━━ Dataset records

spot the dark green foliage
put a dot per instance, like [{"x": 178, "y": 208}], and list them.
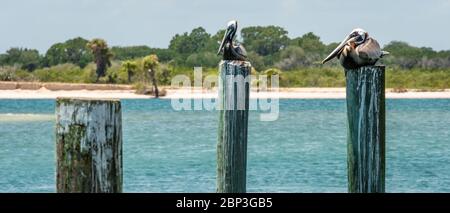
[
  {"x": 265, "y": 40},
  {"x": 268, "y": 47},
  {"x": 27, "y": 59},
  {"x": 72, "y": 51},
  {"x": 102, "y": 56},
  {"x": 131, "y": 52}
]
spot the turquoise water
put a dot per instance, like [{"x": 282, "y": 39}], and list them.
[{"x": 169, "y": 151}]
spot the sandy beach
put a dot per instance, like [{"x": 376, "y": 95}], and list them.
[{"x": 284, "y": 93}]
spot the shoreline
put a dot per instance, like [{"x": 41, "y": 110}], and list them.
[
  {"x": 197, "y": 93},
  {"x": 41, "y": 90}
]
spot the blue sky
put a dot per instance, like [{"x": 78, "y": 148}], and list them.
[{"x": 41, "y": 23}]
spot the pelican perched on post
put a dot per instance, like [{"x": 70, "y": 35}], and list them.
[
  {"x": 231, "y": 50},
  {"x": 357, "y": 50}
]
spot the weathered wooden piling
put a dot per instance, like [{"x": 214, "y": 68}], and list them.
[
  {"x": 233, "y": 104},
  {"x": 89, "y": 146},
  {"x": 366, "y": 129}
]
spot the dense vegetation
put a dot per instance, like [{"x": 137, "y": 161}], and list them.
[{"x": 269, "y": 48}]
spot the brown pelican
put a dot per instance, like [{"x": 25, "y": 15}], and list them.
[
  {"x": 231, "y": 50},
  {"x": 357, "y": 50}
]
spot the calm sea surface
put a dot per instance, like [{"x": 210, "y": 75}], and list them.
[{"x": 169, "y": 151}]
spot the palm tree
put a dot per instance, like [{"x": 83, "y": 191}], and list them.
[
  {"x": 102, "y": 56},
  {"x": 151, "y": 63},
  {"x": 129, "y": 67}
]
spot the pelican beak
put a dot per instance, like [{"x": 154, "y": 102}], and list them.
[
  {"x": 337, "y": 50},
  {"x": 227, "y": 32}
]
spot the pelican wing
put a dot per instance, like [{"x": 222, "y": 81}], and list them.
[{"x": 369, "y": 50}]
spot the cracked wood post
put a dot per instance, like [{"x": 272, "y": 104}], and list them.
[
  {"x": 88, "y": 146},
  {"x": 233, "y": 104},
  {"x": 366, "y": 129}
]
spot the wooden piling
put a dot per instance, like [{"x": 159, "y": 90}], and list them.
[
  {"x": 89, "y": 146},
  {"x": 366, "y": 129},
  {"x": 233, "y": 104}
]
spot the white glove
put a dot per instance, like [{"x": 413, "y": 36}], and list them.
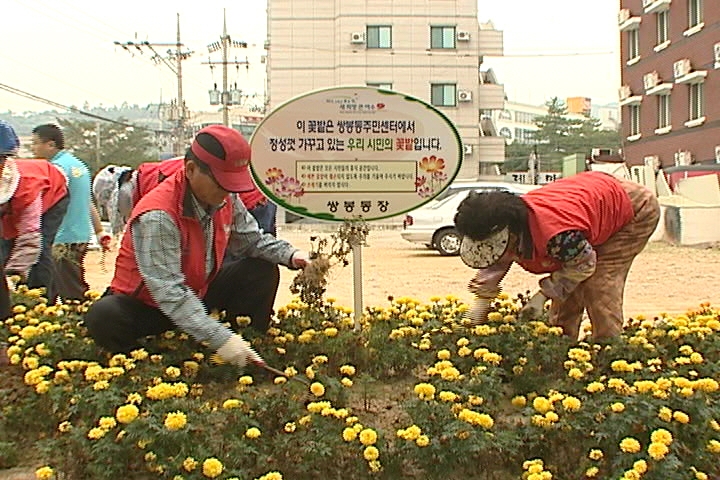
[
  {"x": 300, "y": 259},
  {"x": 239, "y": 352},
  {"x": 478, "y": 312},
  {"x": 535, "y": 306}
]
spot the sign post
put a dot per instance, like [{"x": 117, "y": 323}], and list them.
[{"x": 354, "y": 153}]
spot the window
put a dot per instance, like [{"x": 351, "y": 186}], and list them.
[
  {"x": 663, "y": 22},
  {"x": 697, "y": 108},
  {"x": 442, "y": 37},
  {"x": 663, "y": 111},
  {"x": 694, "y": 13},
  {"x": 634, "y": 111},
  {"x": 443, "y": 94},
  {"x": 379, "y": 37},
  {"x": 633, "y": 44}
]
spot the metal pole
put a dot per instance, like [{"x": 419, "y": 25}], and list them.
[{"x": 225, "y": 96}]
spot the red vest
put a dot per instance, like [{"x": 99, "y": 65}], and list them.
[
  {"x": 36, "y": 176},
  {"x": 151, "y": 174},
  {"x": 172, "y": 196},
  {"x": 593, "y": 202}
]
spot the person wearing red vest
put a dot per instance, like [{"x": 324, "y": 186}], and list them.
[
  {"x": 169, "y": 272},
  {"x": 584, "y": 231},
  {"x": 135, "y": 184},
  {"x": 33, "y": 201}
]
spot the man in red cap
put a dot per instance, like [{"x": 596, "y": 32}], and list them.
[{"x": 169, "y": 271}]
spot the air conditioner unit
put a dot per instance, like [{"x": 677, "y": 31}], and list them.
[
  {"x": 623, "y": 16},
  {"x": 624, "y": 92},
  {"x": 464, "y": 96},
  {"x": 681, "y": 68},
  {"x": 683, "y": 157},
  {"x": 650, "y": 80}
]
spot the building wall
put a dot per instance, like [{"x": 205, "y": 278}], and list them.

━━━━

Edit the material above by swapping every "put a dot per instance" for "mark one point per instance" and leaving everything else as it is. Omit the pictures from your answer.

§ **Answer to the problem**
spot the dark green foliage
mark one point per instance, like [{"x": 178, "y": 208}], and list them.
[
  {"x": 265, "y": 40},
  {"x": 268, "y": 47},
  {"x": 27, "y": 59},
  {"x": 72, "y": 51},
  {"x": 102, "y": 56},
  {"x": 131, "y": 52}
]
spot the turquoise water
mark one point per instance, like [{"x": 282, "y": 39}], and list them.
[{"x": 169, "y": 151}]
spot the sandy beach
mark one point per instance, like [{"x": 376, "y": 95}], and list them.
[{"x": 284, "y": 93}]
spot the shoreline
mark one point per instance, like [{"x": 41, "y": 110}], and list them.
[
  {"x": 197, "y": 93},
  {"x": 41, "y": 90}
]
spot the blue sky
mark one point per instance, like [{"x": 78, "y": 148}], and list them.
[{"x": 41, "y": 23}]
spot the pelican perched on post
mark one point per instance, like [{"x": 70, "y": 35}], and list them.
[
  {"x": 231, "y": 50},
  {"x": 357, "y": 50}
]
spot the weathered wooden piling
mark one point per instance, like [{"x": 214, "y": 68}], and list them.
[
  {"x": 233, "y": 104},
  {"x": 89, "y": 146},
  {"x": 366, "y": 129}
]
spot the dense vegetation
mark one point per instance, like [{"x": 137, "y": 161}], and list them.
[{"x": 269, "y": 48}]
spot the brown pelican
mark one point per instance, like [{"x": 25, "y": 15}], and list them.
[
  {"x": 231, "y": 50},
  {"x": 357, "y": 50}
]
spot the calm sea surface
mark one point per instance, like [{"x": 210, "y": 75}], and list them.
[{"x": 169, "y": 151}]
spot the palm tree
mark one point per instance, like [{"x": 83, "y": 191}], and list them.
[
  {"x": 102, "y": 56},
  {"x": 151, "y": 63},
  {"x": 129, "y": 67}
]
spot the pelican beak
mark one point per instance, like [{"x": 154, "y": 102}], and list them.
[
  {"x": 337, "y": 50},
  {"x": 227, "y": 32}
]
spot the pelican wing
mark one point per instance, like [{"x": 222, "y": 81}], and list them.
[{"x": 369, "y": 50}]
spot the cracked wood post
mark one point per instance, like [{"x": 272, "y": 104}], and list them.
[
  {"x": 88, "y": 146},
  {"x": 233, "y": 104},
  {"x": 366, "y": 129}
]
spot the wooden piling
mark one point per instance, like [{"x": 159, "y": 90}], and list them.
[
  {"x": 89, "y": 146},
  {"x": 366, "y": 129},
  {"x": 233, "y": 104}
]
spot the white glove
mark one point per instance, like [{"x": 413, "y": 36}], and list them.
[
  {"x": 300, "y": 259},
  {"x": 239, "y": 352},
  {"x": 478, "y": 312},
  {"x": 535, "y": 306}
]
spot the sign post
mark one point per instance, like [{"x": 117, "y": 323}], and list them.
[{"x": 354, "y": 153}]
spot the window
mark one point per instance, like [{"x": 351, "y": 186}], and list them.
[
  {"x": 663, "y": 22},
  {"x": 697, "y": 108},
  {"x": 442, "y": 37},
  {"x": 663, "y": 111},
  {"x": 694, "y": 13},
  {"x": 634, "y": 111},
  {"x": 443, "y": 94},
  {"x": 379, "y": 37},
  {"x": 633, "y": 44}
]
spot the metal pole
mark one point per instance, like [{"x": 419, "y": 25}], and list them.
[{"x": 225, "y": 96}]
spot the red vest
mark one point per instance, like [{"x": 99, "y": 65}], and list them.
[
  {"x": 36, "y": 176},
  {"x": 151, "y": 174},
  {"x": 172, "y": 196},
  {"x": 593, "y": 202}
]
spot the person wearing red vest
mark one point per instance, like [{"x": 324, "y": 186}], and list them.
[
  {"x": 169, "y": 272},
  {"x": 584, "y": 231},
  {"x": 135, "y": 184},
  {"x": 33, "y": 201}
]
spot the man in red cap
mark one point per instance, like [{"x": 596, "y": 32}], and list them.
[{"x": 169, "y": 271}]
spot the air conditioner unit
mark one point per instance, like [{"x": 677, "y": 31}], and list them.
[
  {"x": 623, "y": 16},
  {"x": 624, "y": 92},
  {"x": 464, "y": 96},
  {"x": 681, "y": 68},
  {"x": 683, "y": 157},
  {"x": 650, "y": 80}
]
spot the building wall
mark one point per instance, like [{"x": 205, "y": 278}], and list them.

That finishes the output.